Written exercise
Copy out every line of the material below that contains the word "blue". Case matters, so only lines matching that capitalization count.
########################################
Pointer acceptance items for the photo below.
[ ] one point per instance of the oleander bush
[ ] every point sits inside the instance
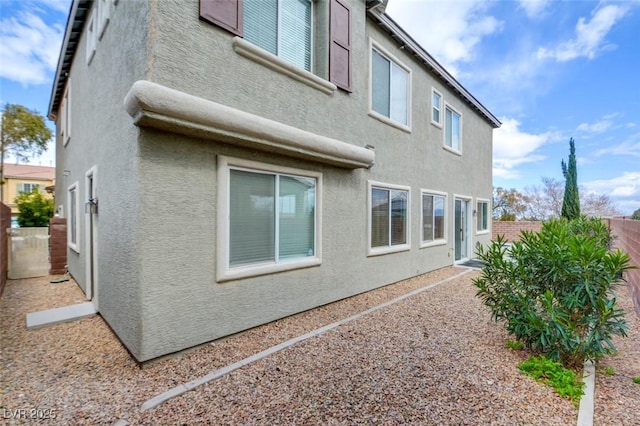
(554, 289)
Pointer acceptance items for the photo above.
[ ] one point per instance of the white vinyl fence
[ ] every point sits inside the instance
(28, 252)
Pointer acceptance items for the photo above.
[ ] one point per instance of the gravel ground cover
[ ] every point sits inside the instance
(434, 358)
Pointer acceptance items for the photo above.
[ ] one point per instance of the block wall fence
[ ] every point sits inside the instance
(5, 223)
(58, 245)
(511, 229)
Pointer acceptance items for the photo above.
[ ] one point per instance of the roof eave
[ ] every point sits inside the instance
(433, 65)
(73, 31)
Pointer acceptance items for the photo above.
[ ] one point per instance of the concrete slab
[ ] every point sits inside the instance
(60, 315)
(587, 402)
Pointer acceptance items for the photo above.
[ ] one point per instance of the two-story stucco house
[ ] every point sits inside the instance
(223, 164)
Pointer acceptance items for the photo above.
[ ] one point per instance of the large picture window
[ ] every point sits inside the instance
(272, 220)
(433, 218)
(483, 216)
(389, 88)
(281, 27)
(389, 218)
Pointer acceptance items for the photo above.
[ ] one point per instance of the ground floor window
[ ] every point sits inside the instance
(389, 218)
(72, 220)
(272, 216)
(433, 218)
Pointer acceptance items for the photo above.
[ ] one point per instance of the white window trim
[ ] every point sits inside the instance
(275, 63)
(488, 230)
(439, 241)
(226, 273)
(92, 36)
(376, 251)
(437, 123)
(73, 246)
(66, 115)
(104, 12)
(377, 115)
(444, 133)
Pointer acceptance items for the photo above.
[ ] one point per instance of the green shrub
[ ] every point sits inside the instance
(34, 208)
(554, 289)
(565, 382)
(514, 345)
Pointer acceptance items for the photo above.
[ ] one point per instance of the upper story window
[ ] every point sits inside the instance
(29, 187)
(388, 218)
(72, 220)
(390, 91)
(452, 129)
(91, 35)
(433, 218)
(281, 27)
(436, 107)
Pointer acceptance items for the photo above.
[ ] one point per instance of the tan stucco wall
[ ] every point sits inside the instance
(157, 236)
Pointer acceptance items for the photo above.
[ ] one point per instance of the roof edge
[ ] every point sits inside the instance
(406, 40)
(60, 79)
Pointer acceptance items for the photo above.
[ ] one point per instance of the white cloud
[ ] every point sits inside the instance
(534, 8)
(448, 33)
(600, 126)
(29, 48)
(626, 185)
(628, 147)
(590, 36)
(513, 147)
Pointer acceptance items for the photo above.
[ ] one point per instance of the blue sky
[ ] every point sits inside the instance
(550, 70)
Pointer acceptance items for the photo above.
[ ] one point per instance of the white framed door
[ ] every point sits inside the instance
(91, 244)
(461, 227)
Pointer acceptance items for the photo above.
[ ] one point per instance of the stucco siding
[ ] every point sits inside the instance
(158, 234)
(104, 138)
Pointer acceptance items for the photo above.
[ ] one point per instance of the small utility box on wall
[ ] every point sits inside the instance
(28, 252)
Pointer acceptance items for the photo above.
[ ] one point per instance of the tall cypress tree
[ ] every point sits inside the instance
(571, 202)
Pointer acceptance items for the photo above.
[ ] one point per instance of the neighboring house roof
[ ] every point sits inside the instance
(28, 172)
(80, 8)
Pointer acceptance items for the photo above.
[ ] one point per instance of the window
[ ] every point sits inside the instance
(436, 107)
(91, 37)
(389, 88)
(72, 220)
(29, 187)
(452, 129)
(433, 218)
(281, 27)
(482, 215)
(389, 218)
(65, 117)
(272, 223)
(104, 10)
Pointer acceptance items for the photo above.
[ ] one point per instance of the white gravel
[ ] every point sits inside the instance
(434, 358)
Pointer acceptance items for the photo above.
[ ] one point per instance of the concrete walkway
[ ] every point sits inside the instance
(60, 315)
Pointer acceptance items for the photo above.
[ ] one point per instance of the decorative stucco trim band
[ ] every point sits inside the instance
(156, 106)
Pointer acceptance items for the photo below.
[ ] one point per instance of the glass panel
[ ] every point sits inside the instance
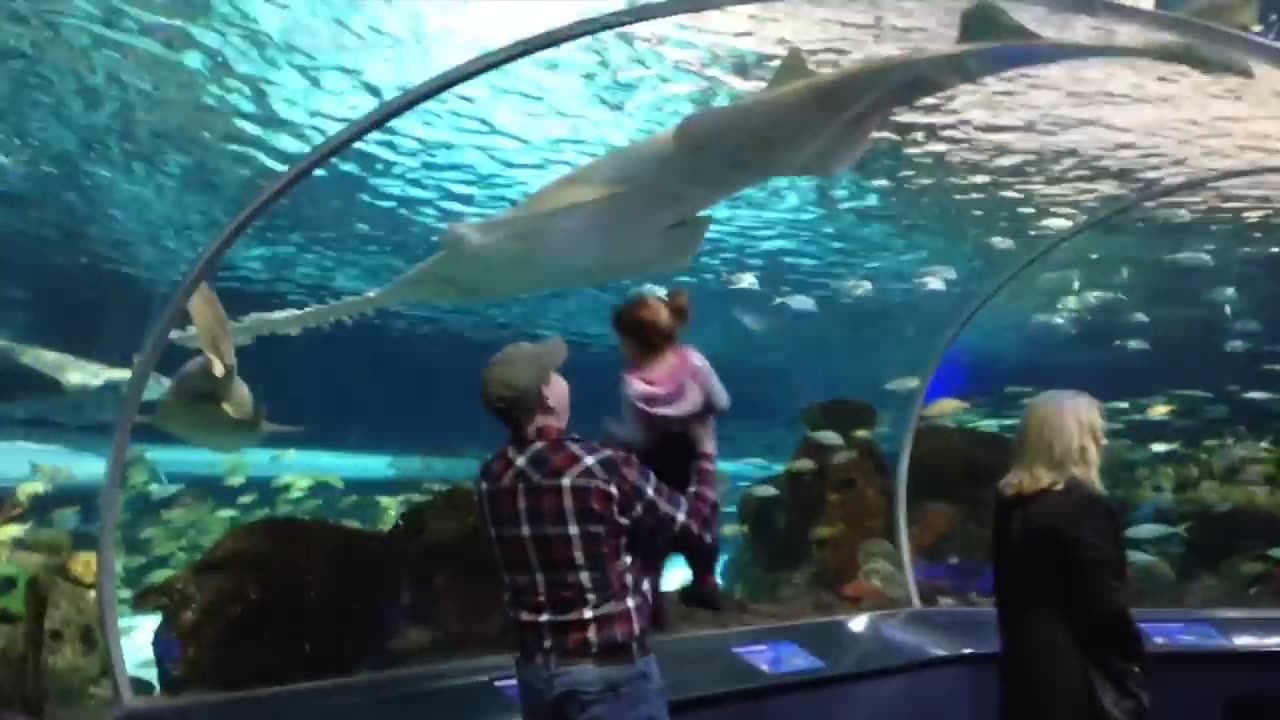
(819, 302)
(1165, 314)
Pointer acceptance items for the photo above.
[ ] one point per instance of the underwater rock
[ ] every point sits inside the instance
(841, 415)
(76, 662)
(1217, 536)
(280, 600)
(858, 518)
(959, 466)
(54, 661)
(81, 568)
(813, 518)
(453, 572)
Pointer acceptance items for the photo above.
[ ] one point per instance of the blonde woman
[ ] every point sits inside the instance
(1070, 647)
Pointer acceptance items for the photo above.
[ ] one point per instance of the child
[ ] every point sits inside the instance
(670, 396)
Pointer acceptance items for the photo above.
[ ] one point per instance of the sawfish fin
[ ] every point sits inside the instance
(554, 196)
(987, 22)
(238, 401)
(792, 68)
(213, 329)
(291, 322)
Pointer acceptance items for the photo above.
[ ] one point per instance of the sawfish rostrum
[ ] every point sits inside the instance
(638, 209)
(209, 404)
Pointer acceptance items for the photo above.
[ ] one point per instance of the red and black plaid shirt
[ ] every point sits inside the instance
(558, 510)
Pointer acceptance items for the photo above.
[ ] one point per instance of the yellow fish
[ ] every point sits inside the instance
(944, 406)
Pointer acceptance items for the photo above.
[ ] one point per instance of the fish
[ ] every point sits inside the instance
(19, 458)
(827, 438)
(77, 391)
(638, 209)
(903, 384)
(209, 404)
(799, 302)
(1191, 259)
(1155, 531)
(944, 406)
(800, 465)
(1243, 16)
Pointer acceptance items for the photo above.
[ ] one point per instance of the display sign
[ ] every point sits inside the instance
(778, 657)
(1184, 634)
(507, 686)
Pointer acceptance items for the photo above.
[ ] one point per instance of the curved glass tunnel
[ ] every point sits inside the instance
(952, 195)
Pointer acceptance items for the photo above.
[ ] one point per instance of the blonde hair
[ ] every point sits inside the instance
(1060, 438)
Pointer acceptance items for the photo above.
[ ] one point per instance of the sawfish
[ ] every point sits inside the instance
(638, 209)
(208, 402)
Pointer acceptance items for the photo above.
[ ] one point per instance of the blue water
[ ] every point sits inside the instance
(138, 130)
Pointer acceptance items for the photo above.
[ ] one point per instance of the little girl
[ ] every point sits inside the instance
(670, 397)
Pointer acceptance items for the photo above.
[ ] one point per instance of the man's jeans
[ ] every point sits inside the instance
(552, 691)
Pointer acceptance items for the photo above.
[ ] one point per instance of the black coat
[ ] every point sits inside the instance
(1060, 601)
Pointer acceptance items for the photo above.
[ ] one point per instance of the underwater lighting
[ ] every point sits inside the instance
(950, 379)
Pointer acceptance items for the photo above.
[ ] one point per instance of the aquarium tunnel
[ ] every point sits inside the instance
(880, 283)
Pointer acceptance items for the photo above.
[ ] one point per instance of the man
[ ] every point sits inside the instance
(558, 509)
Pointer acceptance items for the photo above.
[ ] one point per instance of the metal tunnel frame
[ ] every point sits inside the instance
(392, 109)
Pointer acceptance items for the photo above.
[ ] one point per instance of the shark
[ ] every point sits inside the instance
(208, 404)
(640, 209)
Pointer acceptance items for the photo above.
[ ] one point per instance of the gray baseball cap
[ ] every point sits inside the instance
(513, 378)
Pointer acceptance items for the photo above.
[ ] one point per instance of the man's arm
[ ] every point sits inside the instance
(643, 499)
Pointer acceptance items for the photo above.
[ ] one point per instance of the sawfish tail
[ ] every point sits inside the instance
(291, 322)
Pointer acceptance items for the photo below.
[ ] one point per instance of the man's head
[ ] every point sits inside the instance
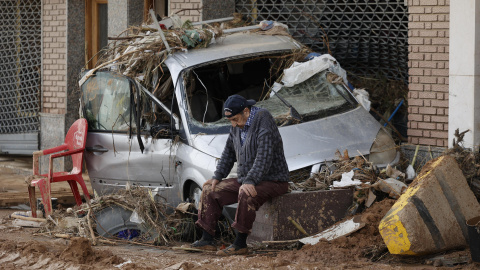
(237, 110)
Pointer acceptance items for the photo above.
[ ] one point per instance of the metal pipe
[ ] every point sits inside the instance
(240, 29)
(155, 22)
(214, 20)
(394, 112)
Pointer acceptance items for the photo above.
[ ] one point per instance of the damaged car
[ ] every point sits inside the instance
(169, 137)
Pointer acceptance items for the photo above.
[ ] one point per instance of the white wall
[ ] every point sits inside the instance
(464, 79)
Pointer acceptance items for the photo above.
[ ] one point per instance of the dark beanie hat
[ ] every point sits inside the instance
(235, 104)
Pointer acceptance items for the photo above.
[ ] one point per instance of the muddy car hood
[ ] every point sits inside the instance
(315, 141)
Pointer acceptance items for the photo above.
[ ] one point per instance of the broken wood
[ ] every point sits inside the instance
(28, 218)
(190, 249)
(280, 242)
(298, 226)
(403, 139)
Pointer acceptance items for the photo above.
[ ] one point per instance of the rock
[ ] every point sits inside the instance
(430, 216)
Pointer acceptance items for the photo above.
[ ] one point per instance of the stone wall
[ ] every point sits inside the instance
(54, 35)
(213, 9)
(428, 71)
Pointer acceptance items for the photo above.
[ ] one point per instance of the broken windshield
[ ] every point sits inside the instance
(314, 98)
(106, 99)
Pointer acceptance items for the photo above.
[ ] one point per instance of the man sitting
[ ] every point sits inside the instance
(255, 144)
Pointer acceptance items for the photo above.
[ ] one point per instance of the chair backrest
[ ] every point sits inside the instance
(75, 139)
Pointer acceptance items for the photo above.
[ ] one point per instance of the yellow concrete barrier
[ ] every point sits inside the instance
(430, 216)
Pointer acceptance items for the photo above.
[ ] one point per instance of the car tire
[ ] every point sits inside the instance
(195, 194)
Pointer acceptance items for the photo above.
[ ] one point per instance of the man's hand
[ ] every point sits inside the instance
(249, 189)
(212, 182)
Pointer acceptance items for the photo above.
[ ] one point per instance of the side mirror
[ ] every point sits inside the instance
(162, 131)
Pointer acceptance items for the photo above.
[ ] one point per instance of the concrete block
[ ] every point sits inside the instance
(314, 211)
(430, 216)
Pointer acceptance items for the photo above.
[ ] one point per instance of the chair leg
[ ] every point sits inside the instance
(33, 200)
(76, 194)
(85, 191)
(46, 196)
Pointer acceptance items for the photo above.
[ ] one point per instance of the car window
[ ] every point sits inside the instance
(106, 99)
(208, 87)
(313, 99)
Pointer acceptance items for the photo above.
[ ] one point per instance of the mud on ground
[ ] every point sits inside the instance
(21, 249)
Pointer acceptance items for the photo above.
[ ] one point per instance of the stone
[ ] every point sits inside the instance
(430, 216)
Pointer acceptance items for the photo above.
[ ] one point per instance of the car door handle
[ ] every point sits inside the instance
(96, 149)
########################################
Solution to this exercise
[ ] one point per instance of the blue sky
[ ] one point per instance of the blue water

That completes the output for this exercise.